* start *

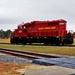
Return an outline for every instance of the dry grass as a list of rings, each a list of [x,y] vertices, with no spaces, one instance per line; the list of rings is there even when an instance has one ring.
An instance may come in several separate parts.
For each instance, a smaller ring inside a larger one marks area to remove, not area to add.
[[[0,43],[10,43],[10,38],[8,38],[8,39],[1,39],[0,38]]]

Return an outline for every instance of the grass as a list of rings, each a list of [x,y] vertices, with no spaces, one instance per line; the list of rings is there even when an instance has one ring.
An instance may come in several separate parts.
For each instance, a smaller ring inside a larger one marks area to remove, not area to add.
[[[75,56],[75,47],[0,44],[0,48]]]

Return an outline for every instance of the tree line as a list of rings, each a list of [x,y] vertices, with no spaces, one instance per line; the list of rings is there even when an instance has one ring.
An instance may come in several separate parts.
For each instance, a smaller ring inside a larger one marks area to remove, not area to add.
[[[0,38],[10,38],[11,33],[11,30],[4,31],[3,29],[0,29]]]
[[[0,29],[0,38],[10,38],[12,31],[6,30],[4,31],[3,29]],[[73,36],[75,38],[75,32],[73,32]]]

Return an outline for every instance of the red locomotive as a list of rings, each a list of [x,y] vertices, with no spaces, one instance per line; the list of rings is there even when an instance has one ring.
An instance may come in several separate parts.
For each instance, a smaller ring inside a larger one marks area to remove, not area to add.
[[[12,33],[12,44],[44,43],[45,45],[64,45],[73,43],[72,33],[67,33],[67,21],[32,21],[18,25]]]

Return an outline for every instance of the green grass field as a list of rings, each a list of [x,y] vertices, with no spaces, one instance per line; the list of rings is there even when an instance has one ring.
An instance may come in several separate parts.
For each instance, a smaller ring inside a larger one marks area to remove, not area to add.
[[[75,45],[75,43],[73,45]],[[48,54],[75,56],[75,47],[40,46],[40,45],[11,45],[9,43],[7,44],[1,43],[0,48],[10,48],[10,49],[16,49],[16,50],[23,50],[23,51],[34,51],[34,52],[41,52],[41,53],[48,53]]]

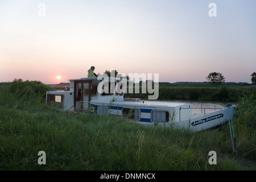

* end *

- _WRITTEN INSTRUCTION_: Copy out the entire listing above word for word, leaving out the pictures.

- _ANSWER TO THIS PROBLEM_:
Return an outline for every instance of the dry grass as a list of rings, each a list of [x,y] vertices, with no spaces, one instance per line; the list of rings is there even when an instance has one ring.
An instance may come in several separate parts.
For each instance, a smaller ring inside a larger one marks area to remove, not area to add.
[[[0,43],[10,43],[10,38],[8,38],[8,39],[1,39],[0,38]]]

Return an outline for every instance of the grass as a list of rings, each a list of [x,y] vertices, with no spaces, one instance per line; the list of rings is there even when an instance has one ring.
An instance may come in several separate parts.
For each instance, a smaller ring inside a larger one marks area to remove, not area to add.
[[[75,56],[75,47],[0,44],[0,48]]]

Return an outline for every instance of the tree line as a list of rings, each a list of [x,y] vertices, with no spaces, one instance per line; the list of rings is there even when an instance has one ring.
An instance may come in several separate parts.
For each instance, a smaller ring inside a larger one marks area to remove, not area to add.
[[[0,38],[10,38],[11,33],[11,30],[4,31],[3,29],[0,29]]]
[[[0,29],[0,38],[10,38],[12,31],[6,30],[4,31],[3,29]],[[73,36],[75,38],[75,32],[73,32]]]

Return an outline for every instance of the red locomotive as a list of rings, each a list of [x,y] vertices, with no spaces, one instance per line; the list of rings is there even when an instance has one ring.
An instance may come in several separate parts.
For each instance, a smaller ring inside a larger one marks area to remove, not area to add.
[[[12,33],[12,44],[44,43],[45,45],[64,45],[73,43],[72,33],[67,33],[67,21],[32,21],[18,25]]]

Return an outline for every instance of the green grass field as a list of rings, each a list of [x,y] vertices, with no spaces, one instance per line; the list of rings is there even when an instance has one ring.
An instance may come in several separate parts.
For each instance, a smaller ring inside a larger one marks area to remove, not area to add.
[[[75,45],[75,43],[73,45]],[[48,54],[75,56],[75,47],[40,46],[40,45],[11,45],[9,43],[7,44],[1,43],[0,48],[10,48],[10,49],[16,49],[16,50],[23,50],[23,51],[34,51],[34,52],[41,52],[41,53],[48,53]]]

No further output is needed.